- _PROBLEM STATEMENT_: Every line below needs to be returned exactly as written.

(Stored data entries)
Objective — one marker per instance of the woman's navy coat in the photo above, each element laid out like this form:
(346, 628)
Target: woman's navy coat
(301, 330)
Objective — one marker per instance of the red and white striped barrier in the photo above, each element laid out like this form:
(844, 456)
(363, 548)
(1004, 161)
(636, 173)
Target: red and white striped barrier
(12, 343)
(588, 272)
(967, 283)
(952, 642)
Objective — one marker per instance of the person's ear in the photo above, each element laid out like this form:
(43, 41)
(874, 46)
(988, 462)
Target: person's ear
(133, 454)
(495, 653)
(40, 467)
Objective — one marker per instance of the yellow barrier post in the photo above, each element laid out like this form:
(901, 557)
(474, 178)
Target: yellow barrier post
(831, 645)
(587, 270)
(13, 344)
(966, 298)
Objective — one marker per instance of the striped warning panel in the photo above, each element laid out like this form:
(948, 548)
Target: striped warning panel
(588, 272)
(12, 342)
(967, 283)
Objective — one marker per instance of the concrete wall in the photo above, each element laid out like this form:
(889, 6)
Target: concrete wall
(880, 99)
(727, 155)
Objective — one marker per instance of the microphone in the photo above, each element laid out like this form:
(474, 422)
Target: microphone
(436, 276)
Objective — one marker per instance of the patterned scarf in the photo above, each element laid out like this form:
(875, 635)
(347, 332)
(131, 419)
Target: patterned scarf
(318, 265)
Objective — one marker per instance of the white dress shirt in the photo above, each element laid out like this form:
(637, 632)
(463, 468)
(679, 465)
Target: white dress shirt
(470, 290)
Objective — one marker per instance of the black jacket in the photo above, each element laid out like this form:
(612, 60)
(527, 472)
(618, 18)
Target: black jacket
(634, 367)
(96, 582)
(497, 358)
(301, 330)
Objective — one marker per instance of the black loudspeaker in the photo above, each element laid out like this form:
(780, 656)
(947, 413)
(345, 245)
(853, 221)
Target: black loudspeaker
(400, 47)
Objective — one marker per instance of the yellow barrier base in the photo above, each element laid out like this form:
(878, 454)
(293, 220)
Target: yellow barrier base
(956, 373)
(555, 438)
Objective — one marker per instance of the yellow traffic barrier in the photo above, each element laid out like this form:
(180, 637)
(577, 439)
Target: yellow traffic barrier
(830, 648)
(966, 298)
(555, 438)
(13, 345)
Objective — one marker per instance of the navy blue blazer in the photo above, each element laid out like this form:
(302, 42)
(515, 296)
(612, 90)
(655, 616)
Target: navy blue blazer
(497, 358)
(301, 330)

- _OUTPUT BELOW_:
Objective — one marker per instance of the woman's navy coat in the photo above, each element laid out like this form:
(346, 628)
Target: woman's navy coat
(301, 330)
Objective — one marker per instance of the red and white striped barrier in the photo above, each element laid out like this form:
(844, 456)
(363, 548)
(1004, 161)
(636, 173)
Target: red and white striped barrier
(12, 343)
(588, 272)
(967, 283)
(952, 642)
Objective — one marker per instance of the person's ear in the photo above, each element laid out like this form:
(43, 41)
(874, 46)
(988, 462)
Target: person's ear
(133, 454)
(495, 653)
(40, 467)
Objective — one marker per instance of the yellow barrier post in the photo above, each element laid out like this form:
(901, 557)
(474, 178)
Target: yellow barrier post
(831, 645)
(587, 270)
(13, 344)
(966, 298)
Objective — one marker per instance of the striped warning panel in the photo above, each element laid out like this form:
(948, 548)
Target: striped warning panel
(588, 272)
(12, 342)
(967, 283)
Objective — one marker per instance of the concrete wall in the photo above, each element laid out like this form:
(889, 6)
Target: concrete wall
(880, 99)
(727, 155)
Objective — one marker per instance of the microphone in the photo above, each element laid out like this form:
(474, 422)
Target: microphone
(436, 276)
Objective — one marker per instance of the patterned scarf in the photo above, each element laid out like this form:
(875, 635)
(347, 332)
(131, 419)
Target: patterned scarf
(318, 265)
Objective — one marker per instance of the white dress shirt in the photo above, each element laid out like this form:
(637, 632)
(463, 468)
(679, 465)
Target: white dress shirt
(470, 290)
Objective — one marker per instance of the black jacket in the photo above, each element laid out like this form:
(612, 60)
(527, 472)
(618, 18)
Target: black jacket
(634, 367)
(96, 582)
(497, 358)
(301, 330)
Objective — one marker per instance of the black loudspeaker in the photo above, each element laid out like this form:
(780, 656)
(947, 413)
(345, 245)
(853, 221)
Target: black loudspeaker
(400, 47)
Objective — one marker per instance of the yellow barrier base in the photo above, each element laid out like this form:
(878, 454)
(293, 220)
Target: yellow barrier base
(956, 373)
(555, 438)
Objective — one marker per instance of the yellow traffic barrier in the photo above, each element laid out like this form:
(180, 637)
(577, 439)
Target: yellow traffic barrier
(830, 648)
(966, 298)
(555, 438)
(13, 345)
Objective — one marker per instance of the navy blue blazer in the photo above, each element laid out like this form:
(302, 42)
(515, 296)
(612, 90)
(655, 616)
Target: navy blue blazer
(497, 358)
(301, 330)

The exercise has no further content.